GOAL: From the article below about the early childhood education presentation in Canterbury, reproduce word for word the passage running from "Anderson completed her" up to and including "and professional development.".

TEXT TO READ:
-- start --

Early childhood education faculty and graduate student travel to Canterbury to present at the World Organization for Early Childhood Education

By Anne Rubash

Anderson and Fees at OMEP European Conference

Bronwyn Fees, associate dean and professor in the College of Human Ecology, and Haley Anderson, recent master's degree recipient, presented "Viability of Online Professional Development (PD) for Early Educators: Initial study" in a parallel session on May 6 at the OMEP European Conference in Canterbury, England.

Fees has served as treasurer and membership chair of OMEP-USA, an international, nongovernmental and nonprofit organization with Consultative Status at the United Nations and UNESCO. At the College of Human Ecology, Fees is the associate dean for academic affairs and a professor in the School of Family Studies and Human Services. Her areas of specialization include early childhood education and child development. Offering students the opportunity to be exposed to educational conferences and presentation opportunities, regional, national and international, is a priority for Fees.

Anderson completed her undergraduate degree at Kansas State in early childhood education and is a program assistant for Kansas Child Care Training Opportunities Inc. She earned her master's degree in early childhood education in May 2016. Anderson is interested in global perspectives on early education and building this awareness in pre-service teacher education and professional development. 

The OMEP European Conference highlighted the place of the child in 21st century society and a professional development for practicing early childhood educators. Research findings by Fees and Anderson strongly suggested that ease of access to ever-changing and developing models of education is essential for early educators. In a survey of more than 8,000 early educators, professionals self-reported high satisfaction with professional development offered online as well as revealed they made specific changes in their practice as a consequence of training.

Through an international incentive grant from the Office of International Programs, Fees and Anderson engaged with students, faculty and administration at Canterbury Christ Church University to explore the potential of a student exchange in the early childhood program. There is distinct interest by both universities to bring international perspectives to their respective programs and to analyze organizations and policies related to early childhood education. Administration of and curriculum at K-State's Hoeflin Stone House Early Childhood Education Center is of particular interest.

-- end --

EXTRACTED DATA:
-- start --

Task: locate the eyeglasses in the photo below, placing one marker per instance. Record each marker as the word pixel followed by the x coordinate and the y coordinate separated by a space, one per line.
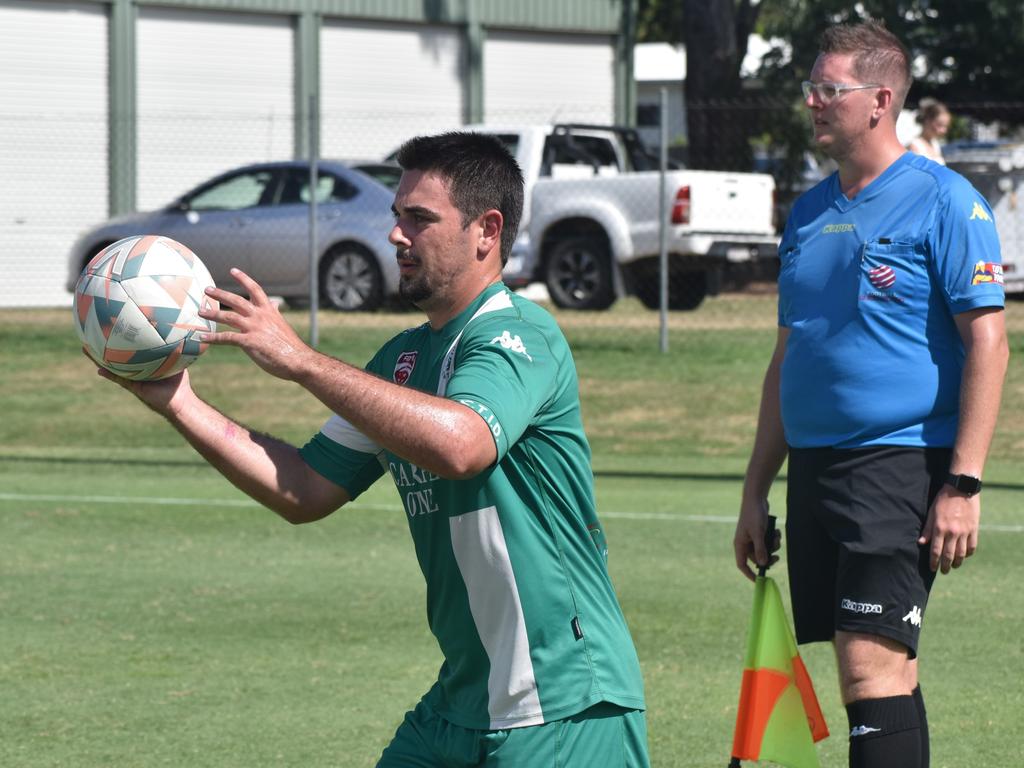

-- end --
-- start --

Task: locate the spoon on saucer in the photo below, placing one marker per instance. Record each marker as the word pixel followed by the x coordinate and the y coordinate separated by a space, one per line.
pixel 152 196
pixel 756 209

-- end --

EXERCISE RESULT:
Anderson completed her undergraduate degree at Kansas State in early childhood education and is a program assistant for Kansas Child Care Training Opportunities Inc. She earned her master's degree in early childhood education in May 2016. Anderson is interested in global perspectives on early education and building this awareness in pre-service teacher education and professional development.